Adding Scott and jboss-as7-deb(a)lists.jboss.org.
No, I'm not on the jboss as internal list, not sure why we need to discuss it there?
This has come up a couple of times recently. The main issue I see is that this will result
in around 80-100 git repositories, and a lot of scripting to create coordinated releases.
It sounds like an admin and contribution nightmare to me.
I've thought about the problem Scott raises, and the best solution I've come up
with so far is copy and paste:
git clone
git://github.com/jbossas/quickstart.git ../quickstaets
cp -r ../quickstart/kitchensink/* .
git add src pom.xml
git push
which is only one more command.
We can also use a subtree merge (which is what you need to look at Scott, not submodules),
but I feel this is much more complex to advise to users, as it involves explaining what a
subtree merge is, over everyone knowing what a copy and paste is.
- - - -
▸ **WORK TO COMPLETE**
Continue the mailing-list message about splitting the quickstarts into separate Git repositories, starting right after its last sentence.
- - - -
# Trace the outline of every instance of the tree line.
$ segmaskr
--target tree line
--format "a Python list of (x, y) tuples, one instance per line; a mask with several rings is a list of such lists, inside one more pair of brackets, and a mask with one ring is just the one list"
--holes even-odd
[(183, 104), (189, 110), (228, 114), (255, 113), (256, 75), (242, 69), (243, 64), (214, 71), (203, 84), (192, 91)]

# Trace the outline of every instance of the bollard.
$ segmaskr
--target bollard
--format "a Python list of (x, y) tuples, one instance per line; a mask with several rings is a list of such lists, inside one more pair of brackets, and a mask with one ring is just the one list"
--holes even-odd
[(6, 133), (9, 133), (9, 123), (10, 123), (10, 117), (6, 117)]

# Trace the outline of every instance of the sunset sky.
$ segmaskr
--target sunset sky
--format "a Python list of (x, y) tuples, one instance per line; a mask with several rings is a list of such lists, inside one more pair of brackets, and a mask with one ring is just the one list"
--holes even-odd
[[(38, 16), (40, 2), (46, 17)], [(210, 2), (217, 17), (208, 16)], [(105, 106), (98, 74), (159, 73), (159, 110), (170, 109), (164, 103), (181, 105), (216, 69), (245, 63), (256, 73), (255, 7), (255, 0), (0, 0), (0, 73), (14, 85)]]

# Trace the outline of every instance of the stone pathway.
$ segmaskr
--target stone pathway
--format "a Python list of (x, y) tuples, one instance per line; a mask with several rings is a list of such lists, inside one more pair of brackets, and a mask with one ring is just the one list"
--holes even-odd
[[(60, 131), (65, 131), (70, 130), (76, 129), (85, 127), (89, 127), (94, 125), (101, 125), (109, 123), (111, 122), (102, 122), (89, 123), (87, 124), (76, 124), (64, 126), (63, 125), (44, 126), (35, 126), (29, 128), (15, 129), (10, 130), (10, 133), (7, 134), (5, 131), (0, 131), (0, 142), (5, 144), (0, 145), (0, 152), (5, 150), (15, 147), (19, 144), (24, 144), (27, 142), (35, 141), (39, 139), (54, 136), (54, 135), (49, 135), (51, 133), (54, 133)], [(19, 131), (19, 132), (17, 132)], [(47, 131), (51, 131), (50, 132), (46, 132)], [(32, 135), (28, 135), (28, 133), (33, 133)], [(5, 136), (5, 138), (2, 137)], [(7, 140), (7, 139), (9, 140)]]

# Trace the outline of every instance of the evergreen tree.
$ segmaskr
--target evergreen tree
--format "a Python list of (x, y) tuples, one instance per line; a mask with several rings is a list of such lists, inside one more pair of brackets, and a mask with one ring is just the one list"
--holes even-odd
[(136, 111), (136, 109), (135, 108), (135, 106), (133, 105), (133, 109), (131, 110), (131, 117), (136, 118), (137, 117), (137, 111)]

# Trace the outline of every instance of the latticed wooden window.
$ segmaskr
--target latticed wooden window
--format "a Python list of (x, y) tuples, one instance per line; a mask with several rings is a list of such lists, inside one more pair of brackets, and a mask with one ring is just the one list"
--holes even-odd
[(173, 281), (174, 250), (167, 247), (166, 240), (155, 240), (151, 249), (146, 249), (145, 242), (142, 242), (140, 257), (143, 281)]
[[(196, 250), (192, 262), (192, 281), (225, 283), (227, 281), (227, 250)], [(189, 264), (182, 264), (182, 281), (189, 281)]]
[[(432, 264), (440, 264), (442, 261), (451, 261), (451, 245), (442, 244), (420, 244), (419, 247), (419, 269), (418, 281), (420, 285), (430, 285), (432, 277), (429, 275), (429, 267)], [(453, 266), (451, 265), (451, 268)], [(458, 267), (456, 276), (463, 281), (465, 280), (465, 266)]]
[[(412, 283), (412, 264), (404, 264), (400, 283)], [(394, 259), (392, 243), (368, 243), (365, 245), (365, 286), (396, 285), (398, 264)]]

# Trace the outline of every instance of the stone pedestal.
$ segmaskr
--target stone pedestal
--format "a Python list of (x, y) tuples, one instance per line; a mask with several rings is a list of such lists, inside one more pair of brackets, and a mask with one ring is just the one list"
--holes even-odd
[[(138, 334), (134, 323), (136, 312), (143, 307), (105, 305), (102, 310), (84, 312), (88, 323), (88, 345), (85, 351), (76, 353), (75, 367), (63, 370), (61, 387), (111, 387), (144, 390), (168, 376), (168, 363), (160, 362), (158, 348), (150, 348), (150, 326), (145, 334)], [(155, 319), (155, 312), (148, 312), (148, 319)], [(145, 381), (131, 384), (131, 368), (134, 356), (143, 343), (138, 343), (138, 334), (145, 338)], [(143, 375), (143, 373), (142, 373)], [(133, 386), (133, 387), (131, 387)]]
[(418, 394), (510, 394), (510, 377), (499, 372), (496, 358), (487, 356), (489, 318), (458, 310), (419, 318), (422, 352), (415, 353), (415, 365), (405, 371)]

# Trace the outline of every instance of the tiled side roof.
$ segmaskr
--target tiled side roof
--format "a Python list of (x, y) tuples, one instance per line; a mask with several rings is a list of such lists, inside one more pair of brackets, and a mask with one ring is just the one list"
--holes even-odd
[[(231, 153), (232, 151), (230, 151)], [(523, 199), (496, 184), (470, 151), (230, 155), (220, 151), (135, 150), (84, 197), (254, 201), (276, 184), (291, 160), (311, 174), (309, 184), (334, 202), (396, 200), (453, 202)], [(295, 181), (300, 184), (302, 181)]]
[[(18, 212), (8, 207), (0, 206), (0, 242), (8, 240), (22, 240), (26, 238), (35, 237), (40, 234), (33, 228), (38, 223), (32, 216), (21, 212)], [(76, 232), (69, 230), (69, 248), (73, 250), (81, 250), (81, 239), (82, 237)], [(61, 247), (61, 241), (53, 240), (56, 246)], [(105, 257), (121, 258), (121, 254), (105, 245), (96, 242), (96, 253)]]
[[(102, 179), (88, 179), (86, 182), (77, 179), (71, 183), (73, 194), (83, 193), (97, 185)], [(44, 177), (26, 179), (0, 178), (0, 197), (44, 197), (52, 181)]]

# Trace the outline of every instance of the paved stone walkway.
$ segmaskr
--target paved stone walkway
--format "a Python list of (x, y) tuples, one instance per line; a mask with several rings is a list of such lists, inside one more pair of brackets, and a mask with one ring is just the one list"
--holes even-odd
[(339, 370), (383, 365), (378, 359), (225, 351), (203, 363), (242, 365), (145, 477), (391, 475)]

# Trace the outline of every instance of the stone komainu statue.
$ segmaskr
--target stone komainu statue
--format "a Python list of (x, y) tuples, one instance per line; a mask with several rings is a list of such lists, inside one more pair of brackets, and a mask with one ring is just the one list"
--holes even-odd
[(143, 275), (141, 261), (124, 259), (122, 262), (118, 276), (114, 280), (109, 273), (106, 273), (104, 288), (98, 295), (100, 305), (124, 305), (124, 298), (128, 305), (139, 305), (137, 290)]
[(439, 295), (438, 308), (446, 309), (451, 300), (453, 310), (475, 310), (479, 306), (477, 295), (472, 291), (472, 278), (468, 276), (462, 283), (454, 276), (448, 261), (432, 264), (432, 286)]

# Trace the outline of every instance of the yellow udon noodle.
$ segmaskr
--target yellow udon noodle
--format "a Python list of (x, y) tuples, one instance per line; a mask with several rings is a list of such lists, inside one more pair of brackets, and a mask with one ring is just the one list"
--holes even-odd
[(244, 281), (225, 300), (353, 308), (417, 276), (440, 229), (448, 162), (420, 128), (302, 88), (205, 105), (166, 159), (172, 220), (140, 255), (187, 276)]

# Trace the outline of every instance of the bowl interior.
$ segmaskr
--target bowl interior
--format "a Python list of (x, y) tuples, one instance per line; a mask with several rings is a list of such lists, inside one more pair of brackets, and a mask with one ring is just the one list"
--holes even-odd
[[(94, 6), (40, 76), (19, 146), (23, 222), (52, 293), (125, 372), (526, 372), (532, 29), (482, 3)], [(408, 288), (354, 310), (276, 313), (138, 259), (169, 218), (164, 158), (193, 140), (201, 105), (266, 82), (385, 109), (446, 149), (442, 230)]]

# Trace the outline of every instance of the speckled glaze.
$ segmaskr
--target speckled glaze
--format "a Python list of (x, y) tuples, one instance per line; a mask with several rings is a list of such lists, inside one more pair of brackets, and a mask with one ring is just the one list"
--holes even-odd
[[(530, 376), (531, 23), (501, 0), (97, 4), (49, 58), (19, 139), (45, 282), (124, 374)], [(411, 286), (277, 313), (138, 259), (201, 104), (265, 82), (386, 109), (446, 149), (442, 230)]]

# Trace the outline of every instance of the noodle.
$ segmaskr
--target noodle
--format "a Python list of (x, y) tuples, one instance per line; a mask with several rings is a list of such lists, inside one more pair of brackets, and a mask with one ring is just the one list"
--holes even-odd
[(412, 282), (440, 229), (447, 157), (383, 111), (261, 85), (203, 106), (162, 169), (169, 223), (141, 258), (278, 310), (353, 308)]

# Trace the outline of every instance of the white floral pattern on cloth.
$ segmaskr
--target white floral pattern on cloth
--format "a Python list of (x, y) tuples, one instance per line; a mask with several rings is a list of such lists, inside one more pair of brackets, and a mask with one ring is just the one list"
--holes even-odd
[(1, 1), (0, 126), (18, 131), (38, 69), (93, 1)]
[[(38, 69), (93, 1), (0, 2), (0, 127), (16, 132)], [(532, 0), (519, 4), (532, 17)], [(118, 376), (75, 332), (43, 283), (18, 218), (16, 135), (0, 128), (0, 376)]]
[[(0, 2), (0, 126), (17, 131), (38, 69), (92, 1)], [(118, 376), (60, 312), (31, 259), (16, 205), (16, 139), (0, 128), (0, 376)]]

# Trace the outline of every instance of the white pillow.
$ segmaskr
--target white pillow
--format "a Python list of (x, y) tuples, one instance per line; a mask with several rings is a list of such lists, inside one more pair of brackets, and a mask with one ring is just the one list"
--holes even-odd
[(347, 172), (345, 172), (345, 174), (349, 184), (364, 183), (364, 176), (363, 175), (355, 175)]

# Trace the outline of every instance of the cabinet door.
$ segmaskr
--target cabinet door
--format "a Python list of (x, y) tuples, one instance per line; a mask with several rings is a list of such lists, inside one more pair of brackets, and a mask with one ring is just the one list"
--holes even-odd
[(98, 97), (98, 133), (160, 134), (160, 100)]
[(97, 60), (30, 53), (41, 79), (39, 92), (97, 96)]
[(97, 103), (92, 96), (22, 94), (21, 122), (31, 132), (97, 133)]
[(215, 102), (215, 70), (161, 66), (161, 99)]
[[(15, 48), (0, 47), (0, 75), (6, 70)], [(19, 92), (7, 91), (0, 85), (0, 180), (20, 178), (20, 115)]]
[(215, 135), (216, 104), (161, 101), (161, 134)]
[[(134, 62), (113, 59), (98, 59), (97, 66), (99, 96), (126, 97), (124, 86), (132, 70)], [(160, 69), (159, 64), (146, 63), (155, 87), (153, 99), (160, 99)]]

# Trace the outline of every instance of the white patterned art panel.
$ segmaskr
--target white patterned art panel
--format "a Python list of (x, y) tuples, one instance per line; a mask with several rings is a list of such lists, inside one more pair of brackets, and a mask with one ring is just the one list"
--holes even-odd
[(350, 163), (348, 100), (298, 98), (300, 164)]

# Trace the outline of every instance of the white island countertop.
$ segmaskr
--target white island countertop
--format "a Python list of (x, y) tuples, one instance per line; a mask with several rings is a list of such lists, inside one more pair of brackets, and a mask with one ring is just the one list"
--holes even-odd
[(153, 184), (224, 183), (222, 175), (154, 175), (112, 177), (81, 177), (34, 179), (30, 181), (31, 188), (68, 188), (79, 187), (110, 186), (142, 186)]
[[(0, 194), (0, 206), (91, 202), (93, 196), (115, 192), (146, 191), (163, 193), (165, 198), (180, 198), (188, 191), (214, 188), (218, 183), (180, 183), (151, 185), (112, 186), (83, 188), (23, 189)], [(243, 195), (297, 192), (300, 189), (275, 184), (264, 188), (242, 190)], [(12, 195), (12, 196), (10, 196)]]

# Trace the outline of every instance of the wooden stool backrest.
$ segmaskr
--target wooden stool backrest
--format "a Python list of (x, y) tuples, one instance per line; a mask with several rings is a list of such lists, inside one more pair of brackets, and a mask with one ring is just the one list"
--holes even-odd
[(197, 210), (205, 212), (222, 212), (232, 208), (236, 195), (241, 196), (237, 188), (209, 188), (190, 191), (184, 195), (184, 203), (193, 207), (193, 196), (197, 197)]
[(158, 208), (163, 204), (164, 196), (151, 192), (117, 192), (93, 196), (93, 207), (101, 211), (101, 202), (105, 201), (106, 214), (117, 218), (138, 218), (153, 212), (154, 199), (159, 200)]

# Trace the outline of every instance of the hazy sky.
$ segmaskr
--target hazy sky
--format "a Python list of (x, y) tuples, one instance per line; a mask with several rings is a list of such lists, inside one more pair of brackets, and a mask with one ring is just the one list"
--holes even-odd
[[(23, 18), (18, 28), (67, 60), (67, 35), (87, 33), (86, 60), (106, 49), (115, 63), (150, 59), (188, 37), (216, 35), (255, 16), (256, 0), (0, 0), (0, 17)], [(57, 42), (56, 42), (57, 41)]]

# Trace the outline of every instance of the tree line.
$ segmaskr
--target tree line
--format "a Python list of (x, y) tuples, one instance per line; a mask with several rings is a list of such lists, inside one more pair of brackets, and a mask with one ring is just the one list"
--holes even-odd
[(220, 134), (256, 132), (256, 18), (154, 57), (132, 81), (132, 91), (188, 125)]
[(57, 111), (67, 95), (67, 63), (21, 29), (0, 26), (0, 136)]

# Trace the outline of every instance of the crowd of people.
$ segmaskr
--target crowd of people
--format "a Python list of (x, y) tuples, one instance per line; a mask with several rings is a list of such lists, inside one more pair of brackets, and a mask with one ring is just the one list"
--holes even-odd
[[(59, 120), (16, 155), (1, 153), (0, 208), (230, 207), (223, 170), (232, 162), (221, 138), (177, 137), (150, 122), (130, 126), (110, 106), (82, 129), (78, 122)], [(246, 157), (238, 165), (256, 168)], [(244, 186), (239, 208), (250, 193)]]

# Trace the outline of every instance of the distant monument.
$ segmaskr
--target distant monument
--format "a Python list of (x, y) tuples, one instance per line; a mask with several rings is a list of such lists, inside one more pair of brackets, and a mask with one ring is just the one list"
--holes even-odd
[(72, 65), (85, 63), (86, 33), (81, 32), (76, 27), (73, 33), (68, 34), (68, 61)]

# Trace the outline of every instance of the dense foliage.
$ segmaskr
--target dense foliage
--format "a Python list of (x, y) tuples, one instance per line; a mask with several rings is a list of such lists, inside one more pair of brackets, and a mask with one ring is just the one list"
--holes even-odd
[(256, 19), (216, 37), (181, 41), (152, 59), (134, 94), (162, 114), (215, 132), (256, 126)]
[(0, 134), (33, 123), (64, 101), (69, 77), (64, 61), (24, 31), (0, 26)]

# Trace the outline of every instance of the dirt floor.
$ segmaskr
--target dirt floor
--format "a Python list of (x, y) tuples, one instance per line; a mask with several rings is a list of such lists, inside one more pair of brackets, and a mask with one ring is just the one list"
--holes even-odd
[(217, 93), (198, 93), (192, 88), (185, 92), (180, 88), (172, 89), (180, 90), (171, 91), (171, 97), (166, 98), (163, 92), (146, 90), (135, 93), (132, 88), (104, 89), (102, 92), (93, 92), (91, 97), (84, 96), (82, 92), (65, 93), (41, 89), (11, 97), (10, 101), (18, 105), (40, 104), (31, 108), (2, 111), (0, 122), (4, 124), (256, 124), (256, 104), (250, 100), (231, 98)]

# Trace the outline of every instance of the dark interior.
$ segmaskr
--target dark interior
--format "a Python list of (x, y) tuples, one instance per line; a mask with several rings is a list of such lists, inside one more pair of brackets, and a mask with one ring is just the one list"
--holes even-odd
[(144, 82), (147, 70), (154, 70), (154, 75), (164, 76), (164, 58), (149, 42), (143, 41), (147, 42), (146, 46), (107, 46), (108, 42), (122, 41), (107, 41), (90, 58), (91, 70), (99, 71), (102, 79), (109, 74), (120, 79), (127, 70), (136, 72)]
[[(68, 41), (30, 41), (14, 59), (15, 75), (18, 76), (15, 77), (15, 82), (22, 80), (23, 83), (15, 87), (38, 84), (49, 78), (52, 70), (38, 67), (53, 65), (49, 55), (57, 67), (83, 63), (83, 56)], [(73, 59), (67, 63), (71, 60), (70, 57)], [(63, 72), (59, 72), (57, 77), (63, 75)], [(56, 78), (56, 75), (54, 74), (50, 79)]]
- - - -
▸ **ANSWER TO THE EXERCISE**
On 14 Mar 2012, at 01:00, Sande Gilda wrote:
Did you see this? It sounds like it would be a problem to administer
and release. What do you think?
-------- Original Message --------
Subject: Breakup quickstarts into separate repos?
Date: Tue, 13 Mar 2012 17:11:25 -0400 (EDT)
From: Scott Stark <sstark(a)redhat.com>
To: jboss-as(a)redhat.com
Would it make sense to break each quickstart into it's own repository and then
integrate them back into the quickstart repository using the git submodule? What I would
like to be able to do is something like the following in an openshift app repo to switch
over to the quickstart:
git remote add upstream -m master
git://github.com/jbossas/kitchensink.git
git pull -s recursive -X theirs upstream master
git push
There is no notion of checking out a subdirectory of a git repo. One problem I see with
using submodules is that when I checkout the root project containing the submodules, the
submodules content is not checked out. There is a comment in one submodule tutorial that
claims later versions of git due checkout the submodule content, but with my git version
1.7.9.1 I don't see that happening.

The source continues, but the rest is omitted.